_Given passage_
If we’re not allowing ourselves to lie about what America is anymore, take a step further back and stop lying about what humanity is. We have so much potential, so much we could accomplish if we simply looked into ourselves, examined everything going into each of our choices closely, and chose to be not-awful. We won’t, though.
That’s the real tragedy here. We are the stories we tell, and so many of the stories we tell are designed to reinforce the awfulness. And, chief among those stories? The story that you are this awesome creature, with a conscience that prevents you from doing anything bad, and that people who do bad things do them because they’re bad examples of humanity, more animal than person. It’s bullshit, and it’s harmful bullshit.

_Set tasks_
1. Type out the passage about humanity word for word, starting at "If we’re not" and ending at "We won’t, though.".
2. In the passage about humanity, what is said to prevent you from doing anything bad in the story that you are an awesome creature?

_Stored data_

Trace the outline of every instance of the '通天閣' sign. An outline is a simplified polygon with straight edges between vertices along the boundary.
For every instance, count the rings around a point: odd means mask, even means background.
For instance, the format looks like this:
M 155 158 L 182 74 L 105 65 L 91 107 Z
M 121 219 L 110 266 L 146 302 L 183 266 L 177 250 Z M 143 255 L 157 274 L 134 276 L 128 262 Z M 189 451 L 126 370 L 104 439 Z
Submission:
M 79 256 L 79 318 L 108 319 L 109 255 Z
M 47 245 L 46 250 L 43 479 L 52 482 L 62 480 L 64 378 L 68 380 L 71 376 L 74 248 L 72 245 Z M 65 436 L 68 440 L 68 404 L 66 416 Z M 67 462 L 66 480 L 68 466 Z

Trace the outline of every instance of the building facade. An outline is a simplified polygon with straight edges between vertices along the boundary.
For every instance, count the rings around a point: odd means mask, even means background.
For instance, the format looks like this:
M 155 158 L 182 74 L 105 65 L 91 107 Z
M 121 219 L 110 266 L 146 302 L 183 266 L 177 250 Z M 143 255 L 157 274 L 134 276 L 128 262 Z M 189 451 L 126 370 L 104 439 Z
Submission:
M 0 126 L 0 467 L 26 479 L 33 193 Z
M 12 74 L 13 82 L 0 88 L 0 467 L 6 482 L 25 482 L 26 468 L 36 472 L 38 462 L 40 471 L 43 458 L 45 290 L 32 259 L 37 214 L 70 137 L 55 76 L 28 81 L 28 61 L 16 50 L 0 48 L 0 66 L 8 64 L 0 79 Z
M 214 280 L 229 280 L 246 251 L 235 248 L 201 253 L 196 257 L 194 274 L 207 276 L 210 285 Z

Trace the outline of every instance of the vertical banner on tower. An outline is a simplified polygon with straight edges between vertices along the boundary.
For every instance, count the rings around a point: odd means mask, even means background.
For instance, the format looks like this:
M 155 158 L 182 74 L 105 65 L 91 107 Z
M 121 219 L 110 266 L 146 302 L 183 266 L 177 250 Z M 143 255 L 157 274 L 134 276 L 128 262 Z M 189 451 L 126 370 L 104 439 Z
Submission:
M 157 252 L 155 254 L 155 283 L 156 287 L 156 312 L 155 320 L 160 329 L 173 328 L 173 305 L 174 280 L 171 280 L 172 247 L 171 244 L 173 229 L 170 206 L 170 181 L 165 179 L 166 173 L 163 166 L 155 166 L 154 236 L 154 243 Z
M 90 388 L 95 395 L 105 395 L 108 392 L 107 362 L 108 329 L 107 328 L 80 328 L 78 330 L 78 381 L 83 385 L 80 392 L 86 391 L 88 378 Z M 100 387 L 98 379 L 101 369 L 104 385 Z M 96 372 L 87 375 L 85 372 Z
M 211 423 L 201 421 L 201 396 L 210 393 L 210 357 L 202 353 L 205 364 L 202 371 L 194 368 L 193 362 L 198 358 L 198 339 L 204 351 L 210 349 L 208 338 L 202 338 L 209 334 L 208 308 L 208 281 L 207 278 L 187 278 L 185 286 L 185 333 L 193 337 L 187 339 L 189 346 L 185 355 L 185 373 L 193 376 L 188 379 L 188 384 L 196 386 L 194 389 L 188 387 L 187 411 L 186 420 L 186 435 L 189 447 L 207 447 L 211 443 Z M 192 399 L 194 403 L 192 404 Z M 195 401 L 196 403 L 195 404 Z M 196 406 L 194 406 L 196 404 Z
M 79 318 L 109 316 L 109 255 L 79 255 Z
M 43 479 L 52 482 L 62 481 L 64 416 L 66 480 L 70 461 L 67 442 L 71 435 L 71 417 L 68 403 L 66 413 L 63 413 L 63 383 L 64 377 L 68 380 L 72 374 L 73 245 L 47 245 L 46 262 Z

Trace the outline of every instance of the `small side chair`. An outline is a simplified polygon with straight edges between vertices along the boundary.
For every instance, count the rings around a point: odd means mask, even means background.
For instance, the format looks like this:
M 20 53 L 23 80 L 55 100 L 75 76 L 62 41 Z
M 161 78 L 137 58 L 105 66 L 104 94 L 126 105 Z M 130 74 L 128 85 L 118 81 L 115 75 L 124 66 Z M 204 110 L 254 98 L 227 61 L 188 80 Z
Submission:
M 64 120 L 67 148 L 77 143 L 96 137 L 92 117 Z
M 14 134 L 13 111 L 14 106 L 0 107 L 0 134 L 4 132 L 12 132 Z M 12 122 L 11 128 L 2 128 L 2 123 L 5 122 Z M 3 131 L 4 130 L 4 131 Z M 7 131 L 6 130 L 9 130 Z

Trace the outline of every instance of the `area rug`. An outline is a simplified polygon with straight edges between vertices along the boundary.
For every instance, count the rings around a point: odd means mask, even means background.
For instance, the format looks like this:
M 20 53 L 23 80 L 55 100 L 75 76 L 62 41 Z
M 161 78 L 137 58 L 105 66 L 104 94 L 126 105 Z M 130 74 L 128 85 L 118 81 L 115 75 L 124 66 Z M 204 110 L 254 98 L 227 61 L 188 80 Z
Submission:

_Full answers_
1.
If we’re not allowing ourselves to lie about what America is anymore, take a step further back and stop lying about what humanity is. We have so much potential, so much we could accomplish if we simply looked into ourselves, examined everything going into each of our choices closely, and chose to be not-awful. We won’t, though.

2. A conscience.